##### Materials provided #####
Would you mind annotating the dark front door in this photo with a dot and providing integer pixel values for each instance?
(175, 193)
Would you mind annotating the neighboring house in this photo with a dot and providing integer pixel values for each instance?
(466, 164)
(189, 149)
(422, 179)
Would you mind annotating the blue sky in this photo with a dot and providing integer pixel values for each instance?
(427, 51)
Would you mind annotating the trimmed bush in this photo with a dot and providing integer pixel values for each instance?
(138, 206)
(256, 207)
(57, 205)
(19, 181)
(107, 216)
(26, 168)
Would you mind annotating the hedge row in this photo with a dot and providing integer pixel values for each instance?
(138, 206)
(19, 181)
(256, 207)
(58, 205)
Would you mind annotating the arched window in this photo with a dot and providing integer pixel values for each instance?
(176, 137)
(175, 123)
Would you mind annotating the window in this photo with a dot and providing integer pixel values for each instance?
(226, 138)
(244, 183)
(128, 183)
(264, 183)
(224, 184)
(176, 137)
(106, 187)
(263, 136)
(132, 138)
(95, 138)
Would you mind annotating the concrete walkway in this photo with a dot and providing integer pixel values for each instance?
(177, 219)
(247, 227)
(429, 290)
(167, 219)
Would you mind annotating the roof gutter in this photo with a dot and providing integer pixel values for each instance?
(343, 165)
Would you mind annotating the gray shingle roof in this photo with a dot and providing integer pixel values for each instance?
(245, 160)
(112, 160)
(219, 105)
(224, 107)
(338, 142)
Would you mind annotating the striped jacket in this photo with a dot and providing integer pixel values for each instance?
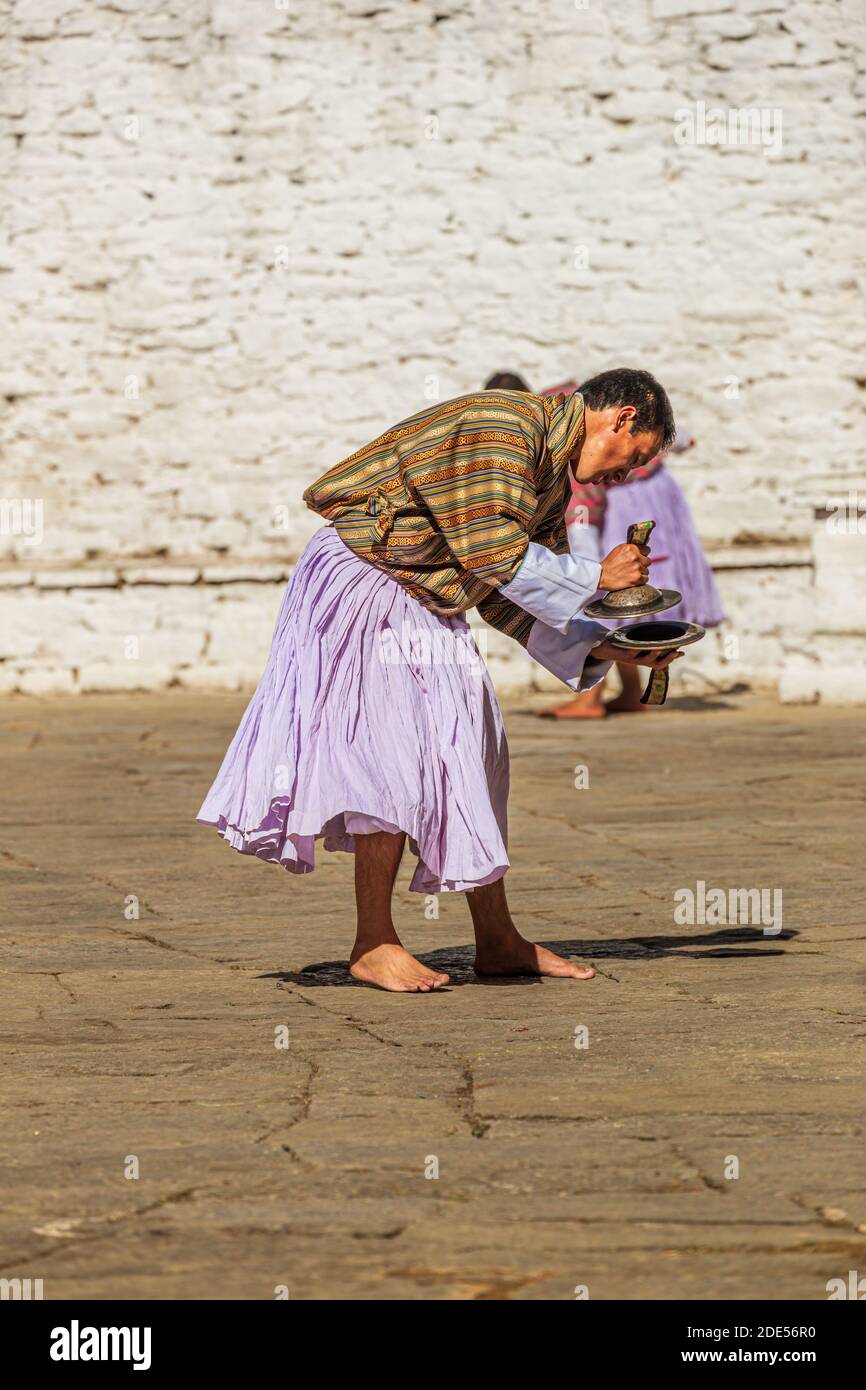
(449, 499)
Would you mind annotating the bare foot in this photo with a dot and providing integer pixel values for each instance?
(574, 709)
(626, 705)
(515, 955)
(392, 968)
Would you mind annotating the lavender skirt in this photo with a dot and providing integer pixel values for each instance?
(660, 499)
(373, 713)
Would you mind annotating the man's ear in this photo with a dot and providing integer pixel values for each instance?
(624, 419)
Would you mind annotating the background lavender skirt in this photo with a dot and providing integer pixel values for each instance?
(373, 713)
(660, 499)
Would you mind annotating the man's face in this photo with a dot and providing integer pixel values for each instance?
(610, 451)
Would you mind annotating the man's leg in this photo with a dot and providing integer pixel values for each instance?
(377, 955)
(587, 705)
(628, 702)
(501, 950)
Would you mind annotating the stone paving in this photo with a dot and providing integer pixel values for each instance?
(150, 1044)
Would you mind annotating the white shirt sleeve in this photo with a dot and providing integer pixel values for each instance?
(565, 653)
(552, 587)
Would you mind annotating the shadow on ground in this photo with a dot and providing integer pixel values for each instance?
(458, 961)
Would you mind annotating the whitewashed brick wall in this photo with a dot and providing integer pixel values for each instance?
(242, 236)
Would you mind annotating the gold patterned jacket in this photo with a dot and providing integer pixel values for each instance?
(448, 501)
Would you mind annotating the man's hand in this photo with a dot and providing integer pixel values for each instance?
(624, 566)
(606, 652)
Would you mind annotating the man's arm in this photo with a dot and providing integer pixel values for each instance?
(566, 655)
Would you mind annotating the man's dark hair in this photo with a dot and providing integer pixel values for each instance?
(626, 387)
(505, 381)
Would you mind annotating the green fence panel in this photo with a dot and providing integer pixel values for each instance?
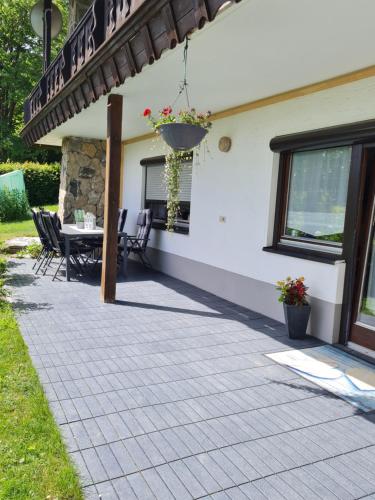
(13, 181)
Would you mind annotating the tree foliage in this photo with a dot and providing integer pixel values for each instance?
(21, 66)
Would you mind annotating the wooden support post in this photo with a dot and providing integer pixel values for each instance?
(47, 20)
(121, 205)
(111, 197)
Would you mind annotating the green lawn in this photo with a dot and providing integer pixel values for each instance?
(33, 461)
(9, 230)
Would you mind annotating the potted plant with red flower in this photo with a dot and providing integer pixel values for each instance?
(293, 295)
(183, 131)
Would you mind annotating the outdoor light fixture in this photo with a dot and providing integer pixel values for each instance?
(37, 20)
(46, 21)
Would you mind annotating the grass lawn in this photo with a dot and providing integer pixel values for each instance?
(9, 230)
(33, 461)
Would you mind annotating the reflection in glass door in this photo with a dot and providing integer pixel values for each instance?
(363, 316)
(366, 310)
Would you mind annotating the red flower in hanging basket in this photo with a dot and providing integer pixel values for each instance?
(166, 111)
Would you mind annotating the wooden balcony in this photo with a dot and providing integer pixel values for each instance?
(113, 41)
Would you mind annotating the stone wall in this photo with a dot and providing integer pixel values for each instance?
(82, 178)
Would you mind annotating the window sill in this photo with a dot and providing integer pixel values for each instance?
(177, 228)
(307, 254)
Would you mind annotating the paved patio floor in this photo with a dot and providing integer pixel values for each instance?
(167, 394)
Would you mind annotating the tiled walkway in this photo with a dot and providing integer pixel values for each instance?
(167, 394)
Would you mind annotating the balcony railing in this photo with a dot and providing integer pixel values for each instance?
(100, 22)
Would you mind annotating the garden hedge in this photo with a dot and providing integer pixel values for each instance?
(41, 180)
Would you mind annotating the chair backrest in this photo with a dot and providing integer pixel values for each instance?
(144, 224)
(54, 215)
(53, 232)
(122, 214)
(39, 227)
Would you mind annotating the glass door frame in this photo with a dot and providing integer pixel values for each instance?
(360, 333)
(363, 161)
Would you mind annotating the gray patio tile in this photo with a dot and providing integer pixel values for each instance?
(109, 461)
(153, 454)
(80, 434)
(173, 483)
(93, 430)
(157, 485)
(220, 476)
(94, 465)
(84, 474)
(230, 469)
(90, 493)
(107, 491)
(188, 479)
(170, 405)
(123, 458)
(138, 455)
(164, 446)
(140, 487)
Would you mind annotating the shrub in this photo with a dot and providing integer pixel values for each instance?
(41, 180)
(13, 205)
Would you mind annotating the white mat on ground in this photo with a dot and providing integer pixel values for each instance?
(336, 371)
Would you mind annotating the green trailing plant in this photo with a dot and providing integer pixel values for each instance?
(14, 205)
(189, 116)
(172, 173)
(174, 159)
(42, 181)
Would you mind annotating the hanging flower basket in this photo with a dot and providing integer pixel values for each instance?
(182, 136)
(182, 131)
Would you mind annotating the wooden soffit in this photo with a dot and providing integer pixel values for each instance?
(139, 39)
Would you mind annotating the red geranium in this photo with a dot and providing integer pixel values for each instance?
(166, 111)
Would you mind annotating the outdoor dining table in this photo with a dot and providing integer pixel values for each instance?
(71, 232)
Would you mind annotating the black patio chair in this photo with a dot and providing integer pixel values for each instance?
(58, 246)
(44, 239)
(98, 243)
(138, 244)
(122, 215)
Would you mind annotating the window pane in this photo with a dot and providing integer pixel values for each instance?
(317, 194)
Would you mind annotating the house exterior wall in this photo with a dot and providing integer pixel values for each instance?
(227, 258)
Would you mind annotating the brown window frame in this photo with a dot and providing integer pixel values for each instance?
(182, 227)
(303, 252)
(280, 238)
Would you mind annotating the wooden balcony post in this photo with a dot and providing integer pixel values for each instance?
(47, 20)
(111, 197)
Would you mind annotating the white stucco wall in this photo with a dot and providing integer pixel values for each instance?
(241, 185)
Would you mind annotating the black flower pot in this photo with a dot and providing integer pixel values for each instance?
(296, 319)
(182, 136)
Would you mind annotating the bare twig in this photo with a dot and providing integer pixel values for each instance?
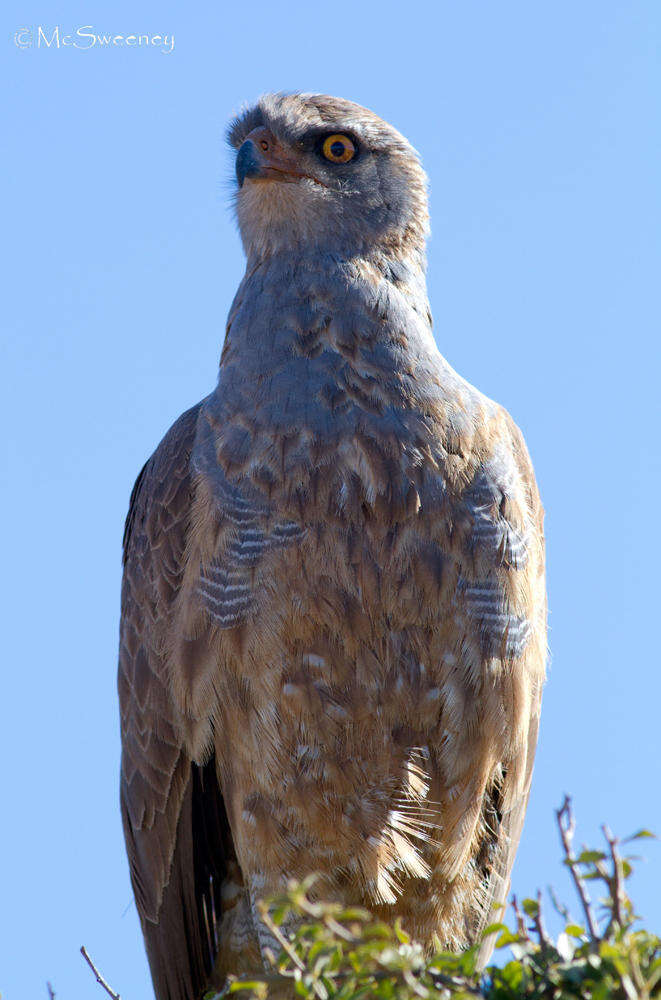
(544, 940)
(521, 926)
(99, 978)
(615, 882)
(567, 826)
(279, 936)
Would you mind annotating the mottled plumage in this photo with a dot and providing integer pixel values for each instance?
(333, 611)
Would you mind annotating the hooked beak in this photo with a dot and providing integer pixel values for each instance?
(262, 157)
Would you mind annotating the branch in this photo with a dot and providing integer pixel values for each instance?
(544, 940)
(99, 978)
(567, 826)
(616, 885)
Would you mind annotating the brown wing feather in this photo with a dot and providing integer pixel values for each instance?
(515, 786)
(176, 830)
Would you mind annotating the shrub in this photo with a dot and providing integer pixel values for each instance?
(339, 953)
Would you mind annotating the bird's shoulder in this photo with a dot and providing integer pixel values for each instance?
(161, 493)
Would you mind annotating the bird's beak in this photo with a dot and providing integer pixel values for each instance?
(262, 157)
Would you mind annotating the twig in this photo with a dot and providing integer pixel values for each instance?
(99, 978)
(520, 920)
(279, 936)
(567, 826)
(544, 940)
(615, 882)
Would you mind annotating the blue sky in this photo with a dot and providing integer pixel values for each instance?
(539, 127)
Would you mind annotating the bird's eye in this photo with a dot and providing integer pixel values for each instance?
(338, 148)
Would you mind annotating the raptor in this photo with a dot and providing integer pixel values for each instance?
(333, 626)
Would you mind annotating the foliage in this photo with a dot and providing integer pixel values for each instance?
(338, 953)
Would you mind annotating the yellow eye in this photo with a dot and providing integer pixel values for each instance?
(338, 148)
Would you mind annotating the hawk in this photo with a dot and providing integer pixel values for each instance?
(333, 625)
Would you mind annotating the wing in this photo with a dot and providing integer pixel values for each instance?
(508, 525)
(494, 629)
(175, 826)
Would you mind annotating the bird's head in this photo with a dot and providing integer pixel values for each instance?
(320, 173)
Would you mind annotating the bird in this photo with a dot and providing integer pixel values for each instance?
(333, 611)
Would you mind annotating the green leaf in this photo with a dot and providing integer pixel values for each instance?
(589, 857)
(640, 835)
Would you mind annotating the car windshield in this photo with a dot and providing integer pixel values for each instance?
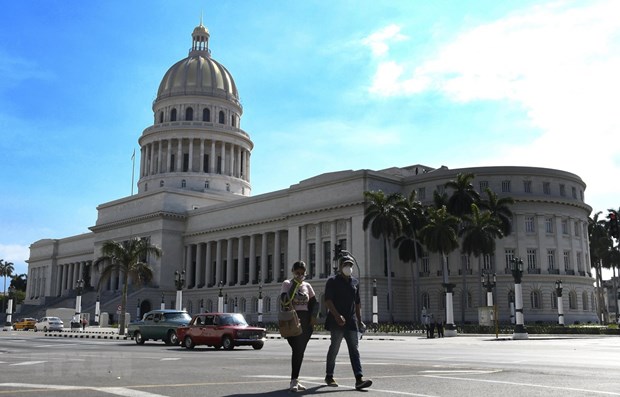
(233, 319)
(178, 317)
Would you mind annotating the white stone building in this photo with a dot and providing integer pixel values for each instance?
(194, 201)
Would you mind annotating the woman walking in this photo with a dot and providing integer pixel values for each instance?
(298, 295)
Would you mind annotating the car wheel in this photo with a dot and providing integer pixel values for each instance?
(227, 343)
(171, 338)
(188, 343)
(138, 338)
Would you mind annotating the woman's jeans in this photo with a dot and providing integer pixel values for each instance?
(298, 343)
(350, 336)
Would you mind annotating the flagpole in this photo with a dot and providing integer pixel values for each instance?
(133, 168)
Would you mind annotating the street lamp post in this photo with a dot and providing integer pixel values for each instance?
(260, 303)
(220, 298)
(489, 282)
(517, 273)
(375, 305)
(558, 291)
(179, 282)
(97, 310)
(9, 308)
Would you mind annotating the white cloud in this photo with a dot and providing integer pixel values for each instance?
(379, 41)
(559, 62)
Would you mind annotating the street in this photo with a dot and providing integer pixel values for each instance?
(32, 365)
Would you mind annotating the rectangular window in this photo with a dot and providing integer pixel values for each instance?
(326, 259)
(488, 262)
(567, 260)
(529, 224)
(551, 259)
(505, 186)
(565, 230)
(531, 258)
(549, 225)
(185, 162)
(421, 193)
(311, 257)
(509, 253)
(483, 186)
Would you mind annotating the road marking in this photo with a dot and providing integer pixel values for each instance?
(586, 391)
(29, 363)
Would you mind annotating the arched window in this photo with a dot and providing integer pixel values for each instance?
(572, 300)
(535, 300)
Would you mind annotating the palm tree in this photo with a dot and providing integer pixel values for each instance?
(385, 215)
(439, 235)
(463, 196)
(479, 232)
(599, 246)
(498, 207)
(409, 246)
(128, 258)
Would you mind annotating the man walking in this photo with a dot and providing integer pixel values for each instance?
(344, 320)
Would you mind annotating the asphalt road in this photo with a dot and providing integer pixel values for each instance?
(34, 365)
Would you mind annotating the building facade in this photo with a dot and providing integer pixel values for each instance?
(194, 201)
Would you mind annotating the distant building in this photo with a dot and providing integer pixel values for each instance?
(194, 201)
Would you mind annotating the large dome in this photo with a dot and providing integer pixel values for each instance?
(198, 74)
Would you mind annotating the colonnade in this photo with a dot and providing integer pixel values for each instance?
(203, 155)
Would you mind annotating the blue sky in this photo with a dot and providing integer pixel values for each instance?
(326, 86)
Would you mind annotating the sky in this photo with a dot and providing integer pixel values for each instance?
(325, 86)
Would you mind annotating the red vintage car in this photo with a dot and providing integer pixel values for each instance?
(225, 330)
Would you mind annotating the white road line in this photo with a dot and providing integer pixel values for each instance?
(587, 391)
(118, 391)
(29, 363)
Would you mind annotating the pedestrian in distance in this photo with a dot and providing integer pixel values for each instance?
(344, 320)
(298, 295)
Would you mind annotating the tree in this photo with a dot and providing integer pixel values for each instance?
(440, 236)
(409, 246)
(600, 243)
(499, 209)
(463, 196)
(385, 215)
(128, 258)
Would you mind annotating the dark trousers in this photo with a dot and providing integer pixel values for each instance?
(298, 343)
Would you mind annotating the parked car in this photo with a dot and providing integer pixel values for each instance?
(25, 324)
(225, 330)
(49, 324)
(159, 325)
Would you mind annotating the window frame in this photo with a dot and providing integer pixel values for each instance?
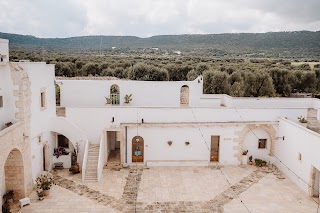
(264, 142)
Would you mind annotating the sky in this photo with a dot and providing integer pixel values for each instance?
(145, 18)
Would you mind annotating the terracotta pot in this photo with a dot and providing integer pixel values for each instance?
(46, 192)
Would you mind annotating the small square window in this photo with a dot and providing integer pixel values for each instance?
(63, 141)
(262, 144)
(1, 101)
(43, 100)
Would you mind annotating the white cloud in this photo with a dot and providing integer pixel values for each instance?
(64, 18)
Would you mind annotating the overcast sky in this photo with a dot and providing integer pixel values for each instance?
(144, 18)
#####
Copy exactly. Include the line containing "Would you mind annotating the terracotta" and every later line through the end of the listing, and nothing else.

Would you mind annotating the terracotta pot in this photo with a dot and providing integer pixel values for each instance?
(46, 192)
Would you mind annotating the small square window in this photo with a dot and providing integer pixel values for each instance?
(63, 141)
(262, 144)
(1, 101)
(43, 100)
Would you mind annotating the white cloud in this photo with a dot and providing integer pixel values for each instance?
(64, 18)
Would you mind annotating the overcast sky in this photo with a dot and providing integer pixel values for each instance?
(144, 18)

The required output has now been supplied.